» BRIEF
Look for the word "bark" in the material below. Copy each line that has it.
>>>>
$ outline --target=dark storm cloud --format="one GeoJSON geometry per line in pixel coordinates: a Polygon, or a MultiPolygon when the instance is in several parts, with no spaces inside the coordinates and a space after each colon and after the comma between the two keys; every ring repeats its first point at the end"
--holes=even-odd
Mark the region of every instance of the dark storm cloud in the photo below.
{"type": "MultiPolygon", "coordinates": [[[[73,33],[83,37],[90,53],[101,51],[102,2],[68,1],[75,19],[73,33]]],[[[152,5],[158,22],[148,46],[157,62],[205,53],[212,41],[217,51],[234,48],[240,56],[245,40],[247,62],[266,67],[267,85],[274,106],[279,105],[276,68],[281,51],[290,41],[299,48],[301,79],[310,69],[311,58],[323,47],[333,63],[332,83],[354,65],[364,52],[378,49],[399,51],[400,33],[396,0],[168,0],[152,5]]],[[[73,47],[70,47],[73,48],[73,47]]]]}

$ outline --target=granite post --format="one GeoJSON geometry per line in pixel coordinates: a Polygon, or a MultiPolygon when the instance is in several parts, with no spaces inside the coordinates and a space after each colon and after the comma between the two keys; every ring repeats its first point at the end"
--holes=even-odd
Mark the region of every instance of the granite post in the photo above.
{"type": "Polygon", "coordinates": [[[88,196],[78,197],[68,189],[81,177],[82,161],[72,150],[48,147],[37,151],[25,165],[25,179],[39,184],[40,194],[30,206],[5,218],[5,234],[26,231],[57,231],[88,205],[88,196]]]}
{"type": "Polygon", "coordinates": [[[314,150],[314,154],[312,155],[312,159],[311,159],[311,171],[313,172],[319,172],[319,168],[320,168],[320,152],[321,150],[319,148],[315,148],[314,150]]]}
<<<<
>>>>
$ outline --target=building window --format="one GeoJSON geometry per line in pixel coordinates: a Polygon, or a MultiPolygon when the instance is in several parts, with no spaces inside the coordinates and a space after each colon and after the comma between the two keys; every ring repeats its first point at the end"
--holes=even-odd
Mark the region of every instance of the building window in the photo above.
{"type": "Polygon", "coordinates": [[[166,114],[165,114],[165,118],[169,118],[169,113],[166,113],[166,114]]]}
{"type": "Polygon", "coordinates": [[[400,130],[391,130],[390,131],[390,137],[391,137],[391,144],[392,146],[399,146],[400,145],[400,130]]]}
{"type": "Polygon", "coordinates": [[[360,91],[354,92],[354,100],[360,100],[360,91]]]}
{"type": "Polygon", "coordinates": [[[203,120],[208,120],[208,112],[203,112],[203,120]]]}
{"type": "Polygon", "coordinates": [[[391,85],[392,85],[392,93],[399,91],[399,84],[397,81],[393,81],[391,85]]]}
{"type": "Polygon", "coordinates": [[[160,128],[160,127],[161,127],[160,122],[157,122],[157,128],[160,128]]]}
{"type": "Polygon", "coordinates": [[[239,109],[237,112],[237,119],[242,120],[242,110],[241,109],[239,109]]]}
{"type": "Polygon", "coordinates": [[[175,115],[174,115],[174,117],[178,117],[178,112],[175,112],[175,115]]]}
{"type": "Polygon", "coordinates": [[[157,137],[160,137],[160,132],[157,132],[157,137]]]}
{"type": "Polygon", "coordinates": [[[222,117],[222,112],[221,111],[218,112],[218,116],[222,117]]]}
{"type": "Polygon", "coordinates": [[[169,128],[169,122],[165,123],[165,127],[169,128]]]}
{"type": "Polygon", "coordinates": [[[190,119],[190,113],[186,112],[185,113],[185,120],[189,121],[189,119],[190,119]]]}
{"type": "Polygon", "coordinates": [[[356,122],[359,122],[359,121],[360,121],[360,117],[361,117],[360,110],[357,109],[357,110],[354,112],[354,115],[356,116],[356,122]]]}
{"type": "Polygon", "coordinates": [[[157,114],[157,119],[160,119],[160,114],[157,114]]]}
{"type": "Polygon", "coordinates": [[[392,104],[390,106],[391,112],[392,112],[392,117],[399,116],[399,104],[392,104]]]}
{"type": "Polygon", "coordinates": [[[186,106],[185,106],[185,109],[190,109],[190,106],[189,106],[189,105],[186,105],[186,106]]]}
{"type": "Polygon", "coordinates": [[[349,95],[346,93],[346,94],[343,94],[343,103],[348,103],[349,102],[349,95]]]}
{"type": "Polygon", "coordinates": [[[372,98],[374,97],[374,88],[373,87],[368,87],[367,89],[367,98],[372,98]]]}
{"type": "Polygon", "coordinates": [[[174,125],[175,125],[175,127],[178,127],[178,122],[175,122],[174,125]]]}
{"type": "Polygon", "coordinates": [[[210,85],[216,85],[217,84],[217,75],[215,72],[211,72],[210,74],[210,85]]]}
<<<<
>>>>
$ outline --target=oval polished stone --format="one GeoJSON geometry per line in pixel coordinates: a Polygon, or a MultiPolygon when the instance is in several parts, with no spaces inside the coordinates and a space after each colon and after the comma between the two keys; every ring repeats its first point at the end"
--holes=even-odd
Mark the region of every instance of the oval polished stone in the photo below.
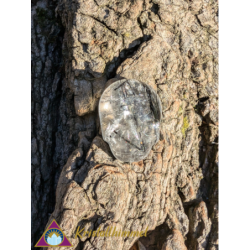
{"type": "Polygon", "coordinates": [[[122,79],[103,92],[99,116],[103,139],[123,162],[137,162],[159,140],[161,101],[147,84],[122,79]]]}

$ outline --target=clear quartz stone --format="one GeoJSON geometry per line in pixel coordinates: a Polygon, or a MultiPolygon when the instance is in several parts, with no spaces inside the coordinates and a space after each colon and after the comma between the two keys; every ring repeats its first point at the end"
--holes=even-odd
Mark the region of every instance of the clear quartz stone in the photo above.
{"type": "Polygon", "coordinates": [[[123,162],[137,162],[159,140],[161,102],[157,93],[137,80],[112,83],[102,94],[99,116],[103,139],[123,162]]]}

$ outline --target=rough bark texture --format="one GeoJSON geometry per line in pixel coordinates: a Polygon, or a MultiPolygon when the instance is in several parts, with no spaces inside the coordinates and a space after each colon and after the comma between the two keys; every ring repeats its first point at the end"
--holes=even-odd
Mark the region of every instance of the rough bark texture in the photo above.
<<<<
» RESPONSE TO THIS TASK
$ outline --target=rough bark texture --format="one GeoJSON geometry per line in pixel coordinates: a Polygon, or a MultiPolygon when the instance is in several parts, with no spaces inside the coordinates and a space after each colon and after the comma between the two keys; every ring repeats its first point at the end"
Mark the region of every instance of the rough bark texture in the photo above.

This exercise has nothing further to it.